*PROBLEM REQUIREMENTS:* Move the lines starting at the beginning of the records and ending at the line containing "POLYGON ((227 176, 230", both included, keeping every line in full and adding 112 to each coordinate value in the answers.

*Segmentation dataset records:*
[Begin]
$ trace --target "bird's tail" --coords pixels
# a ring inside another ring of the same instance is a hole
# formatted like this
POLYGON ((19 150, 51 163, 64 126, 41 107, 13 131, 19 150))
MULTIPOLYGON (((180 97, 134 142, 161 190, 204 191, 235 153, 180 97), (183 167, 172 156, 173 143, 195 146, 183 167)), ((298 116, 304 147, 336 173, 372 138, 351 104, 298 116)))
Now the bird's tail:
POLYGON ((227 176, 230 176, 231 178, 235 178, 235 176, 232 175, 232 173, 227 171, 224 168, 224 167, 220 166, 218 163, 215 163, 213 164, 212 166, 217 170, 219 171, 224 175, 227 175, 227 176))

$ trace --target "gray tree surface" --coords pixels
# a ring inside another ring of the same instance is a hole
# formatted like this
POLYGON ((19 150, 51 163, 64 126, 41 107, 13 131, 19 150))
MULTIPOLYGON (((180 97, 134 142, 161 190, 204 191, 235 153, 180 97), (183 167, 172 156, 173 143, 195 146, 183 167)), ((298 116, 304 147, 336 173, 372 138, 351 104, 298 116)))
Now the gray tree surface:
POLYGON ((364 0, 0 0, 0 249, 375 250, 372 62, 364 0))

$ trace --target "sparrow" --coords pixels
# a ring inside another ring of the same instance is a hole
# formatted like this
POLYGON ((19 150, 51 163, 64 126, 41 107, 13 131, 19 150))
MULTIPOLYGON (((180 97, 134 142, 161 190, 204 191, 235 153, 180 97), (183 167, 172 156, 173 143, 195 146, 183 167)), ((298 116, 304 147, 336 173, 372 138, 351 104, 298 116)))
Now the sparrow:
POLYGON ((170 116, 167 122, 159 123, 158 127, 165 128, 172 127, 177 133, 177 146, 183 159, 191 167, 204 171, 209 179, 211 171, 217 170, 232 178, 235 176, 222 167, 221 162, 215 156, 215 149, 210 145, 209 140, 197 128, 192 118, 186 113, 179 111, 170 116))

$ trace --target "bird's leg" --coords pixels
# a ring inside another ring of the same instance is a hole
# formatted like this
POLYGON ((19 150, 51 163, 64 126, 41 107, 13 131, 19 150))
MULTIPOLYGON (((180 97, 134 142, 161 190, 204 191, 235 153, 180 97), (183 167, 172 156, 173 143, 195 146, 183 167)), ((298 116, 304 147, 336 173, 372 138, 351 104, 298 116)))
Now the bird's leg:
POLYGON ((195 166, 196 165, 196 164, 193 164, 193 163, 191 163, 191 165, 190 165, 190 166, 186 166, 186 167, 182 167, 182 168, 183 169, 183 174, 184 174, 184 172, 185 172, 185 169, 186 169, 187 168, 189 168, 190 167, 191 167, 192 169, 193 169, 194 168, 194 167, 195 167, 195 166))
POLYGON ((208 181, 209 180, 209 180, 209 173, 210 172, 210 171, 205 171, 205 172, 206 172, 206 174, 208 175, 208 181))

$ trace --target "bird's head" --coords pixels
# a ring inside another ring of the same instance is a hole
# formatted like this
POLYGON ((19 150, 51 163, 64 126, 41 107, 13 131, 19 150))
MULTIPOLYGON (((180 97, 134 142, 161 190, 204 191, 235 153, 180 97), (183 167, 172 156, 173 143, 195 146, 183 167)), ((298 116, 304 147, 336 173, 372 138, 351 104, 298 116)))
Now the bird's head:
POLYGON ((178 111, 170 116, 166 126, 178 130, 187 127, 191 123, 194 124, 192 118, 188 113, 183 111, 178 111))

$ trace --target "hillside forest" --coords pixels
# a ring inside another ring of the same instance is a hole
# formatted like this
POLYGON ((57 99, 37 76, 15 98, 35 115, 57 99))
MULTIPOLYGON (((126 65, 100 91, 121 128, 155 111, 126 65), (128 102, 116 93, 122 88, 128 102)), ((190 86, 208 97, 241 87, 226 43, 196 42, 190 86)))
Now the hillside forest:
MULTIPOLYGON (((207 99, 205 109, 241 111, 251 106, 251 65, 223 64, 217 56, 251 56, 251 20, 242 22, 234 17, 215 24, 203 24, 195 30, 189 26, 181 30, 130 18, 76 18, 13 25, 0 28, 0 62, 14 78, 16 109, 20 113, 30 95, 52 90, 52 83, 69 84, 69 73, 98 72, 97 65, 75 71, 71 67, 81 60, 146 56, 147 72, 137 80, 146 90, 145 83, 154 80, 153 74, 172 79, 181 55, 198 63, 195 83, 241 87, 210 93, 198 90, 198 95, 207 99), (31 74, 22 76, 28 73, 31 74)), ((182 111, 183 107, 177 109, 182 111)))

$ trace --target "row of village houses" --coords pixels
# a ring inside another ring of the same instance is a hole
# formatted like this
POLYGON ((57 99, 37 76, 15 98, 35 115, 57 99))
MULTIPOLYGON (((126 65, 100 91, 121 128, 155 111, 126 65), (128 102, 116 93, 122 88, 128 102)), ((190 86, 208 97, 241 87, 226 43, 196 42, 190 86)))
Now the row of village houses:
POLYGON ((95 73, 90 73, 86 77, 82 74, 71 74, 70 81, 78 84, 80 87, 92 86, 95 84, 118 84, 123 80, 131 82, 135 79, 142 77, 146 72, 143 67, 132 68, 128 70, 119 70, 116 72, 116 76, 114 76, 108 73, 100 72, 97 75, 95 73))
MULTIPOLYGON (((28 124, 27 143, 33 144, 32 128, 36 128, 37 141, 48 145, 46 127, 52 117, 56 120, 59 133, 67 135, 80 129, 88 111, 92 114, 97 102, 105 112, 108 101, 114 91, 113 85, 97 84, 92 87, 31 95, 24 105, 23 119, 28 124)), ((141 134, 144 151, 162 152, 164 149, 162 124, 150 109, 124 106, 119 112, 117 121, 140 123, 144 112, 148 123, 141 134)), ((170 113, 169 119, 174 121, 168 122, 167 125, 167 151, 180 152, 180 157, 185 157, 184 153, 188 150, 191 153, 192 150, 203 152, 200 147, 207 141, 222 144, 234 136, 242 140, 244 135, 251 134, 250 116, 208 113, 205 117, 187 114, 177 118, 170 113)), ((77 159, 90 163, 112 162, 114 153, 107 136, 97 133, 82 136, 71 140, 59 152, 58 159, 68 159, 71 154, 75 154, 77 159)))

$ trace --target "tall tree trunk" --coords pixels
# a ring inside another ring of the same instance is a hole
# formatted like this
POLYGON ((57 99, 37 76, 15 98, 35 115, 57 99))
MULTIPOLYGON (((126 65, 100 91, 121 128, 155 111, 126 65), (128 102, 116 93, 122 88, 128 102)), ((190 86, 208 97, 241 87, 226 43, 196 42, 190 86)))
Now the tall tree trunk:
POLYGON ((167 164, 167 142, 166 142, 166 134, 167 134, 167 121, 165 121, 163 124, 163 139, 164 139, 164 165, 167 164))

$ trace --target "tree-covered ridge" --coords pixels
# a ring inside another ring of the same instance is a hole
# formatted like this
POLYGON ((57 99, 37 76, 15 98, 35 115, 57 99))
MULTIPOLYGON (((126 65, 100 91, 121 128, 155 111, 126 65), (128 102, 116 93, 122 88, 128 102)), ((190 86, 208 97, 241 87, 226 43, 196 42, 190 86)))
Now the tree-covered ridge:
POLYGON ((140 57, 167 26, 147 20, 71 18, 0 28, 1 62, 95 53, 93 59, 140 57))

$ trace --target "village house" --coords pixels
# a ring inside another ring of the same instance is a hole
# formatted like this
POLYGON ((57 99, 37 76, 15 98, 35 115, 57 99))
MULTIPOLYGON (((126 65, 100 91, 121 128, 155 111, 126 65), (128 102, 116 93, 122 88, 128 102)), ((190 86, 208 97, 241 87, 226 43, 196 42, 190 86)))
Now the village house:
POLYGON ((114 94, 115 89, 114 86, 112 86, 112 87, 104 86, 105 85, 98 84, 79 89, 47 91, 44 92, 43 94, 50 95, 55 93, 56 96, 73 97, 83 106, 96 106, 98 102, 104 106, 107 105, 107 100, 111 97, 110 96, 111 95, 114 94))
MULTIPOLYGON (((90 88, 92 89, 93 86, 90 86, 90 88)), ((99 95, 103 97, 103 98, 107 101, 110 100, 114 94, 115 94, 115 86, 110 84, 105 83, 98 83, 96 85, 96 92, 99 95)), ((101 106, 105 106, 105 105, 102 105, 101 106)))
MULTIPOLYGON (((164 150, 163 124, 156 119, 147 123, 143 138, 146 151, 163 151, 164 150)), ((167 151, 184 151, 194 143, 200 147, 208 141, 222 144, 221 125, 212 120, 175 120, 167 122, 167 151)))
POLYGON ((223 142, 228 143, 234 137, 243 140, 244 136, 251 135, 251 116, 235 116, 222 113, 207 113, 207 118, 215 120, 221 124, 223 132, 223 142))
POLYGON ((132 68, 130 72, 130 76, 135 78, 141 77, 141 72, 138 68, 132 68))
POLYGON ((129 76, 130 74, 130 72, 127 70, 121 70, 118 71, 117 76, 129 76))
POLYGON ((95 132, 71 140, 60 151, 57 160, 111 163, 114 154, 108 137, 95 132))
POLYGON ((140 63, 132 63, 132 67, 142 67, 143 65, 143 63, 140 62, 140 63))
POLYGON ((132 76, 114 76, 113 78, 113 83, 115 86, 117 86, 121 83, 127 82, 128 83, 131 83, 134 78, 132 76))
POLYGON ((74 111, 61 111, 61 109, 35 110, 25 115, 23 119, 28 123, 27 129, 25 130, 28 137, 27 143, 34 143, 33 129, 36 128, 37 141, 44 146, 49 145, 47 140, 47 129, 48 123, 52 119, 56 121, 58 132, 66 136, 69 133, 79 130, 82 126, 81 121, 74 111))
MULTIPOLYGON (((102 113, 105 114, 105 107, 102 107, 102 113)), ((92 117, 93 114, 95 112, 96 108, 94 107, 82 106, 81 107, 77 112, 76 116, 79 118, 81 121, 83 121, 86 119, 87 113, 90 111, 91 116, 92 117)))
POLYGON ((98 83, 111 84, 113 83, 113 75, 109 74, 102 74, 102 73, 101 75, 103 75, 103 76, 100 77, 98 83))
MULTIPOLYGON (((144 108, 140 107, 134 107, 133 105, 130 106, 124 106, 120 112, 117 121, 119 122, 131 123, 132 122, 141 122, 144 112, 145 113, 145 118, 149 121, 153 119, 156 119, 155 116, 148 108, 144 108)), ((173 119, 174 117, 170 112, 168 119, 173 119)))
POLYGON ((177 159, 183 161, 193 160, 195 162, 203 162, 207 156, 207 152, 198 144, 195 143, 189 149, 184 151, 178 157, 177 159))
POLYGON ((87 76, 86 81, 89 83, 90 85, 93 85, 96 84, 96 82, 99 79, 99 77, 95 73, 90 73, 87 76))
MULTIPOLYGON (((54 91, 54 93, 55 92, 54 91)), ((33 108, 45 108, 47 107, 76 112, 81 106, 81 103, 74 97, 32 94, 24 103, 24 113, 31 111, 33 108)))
[End]
*EXPECTED OUTPUT:*
$ trace --target "bird's tail" --coords pixels
# a ring inside another ring of the same instance is a hole
# formatted like this
POLYGON ((19 150, 51 163, 64 126, 41 107, 13 131, 19 150))
MULTIPOLYGON (((180 97, 134 142, 161 190, 204 191, 235 153, 180 97), (183 167, 172 156, 173 143, 195 146, 183 167)), ((298 116, 304 147, 336 173, 372 138, 351 104, 298 116)))
Now the bird's tail:
POLYGON ((339 288, 342 288, 343 290, 347 290, 347 288, 344 287, 344 285, 339 283, 336 280, 336 279, 332 278, 330 275, 327 275, 325 276, 324 278, 329 282, 331 283, 336 287, 339 287, 339 288))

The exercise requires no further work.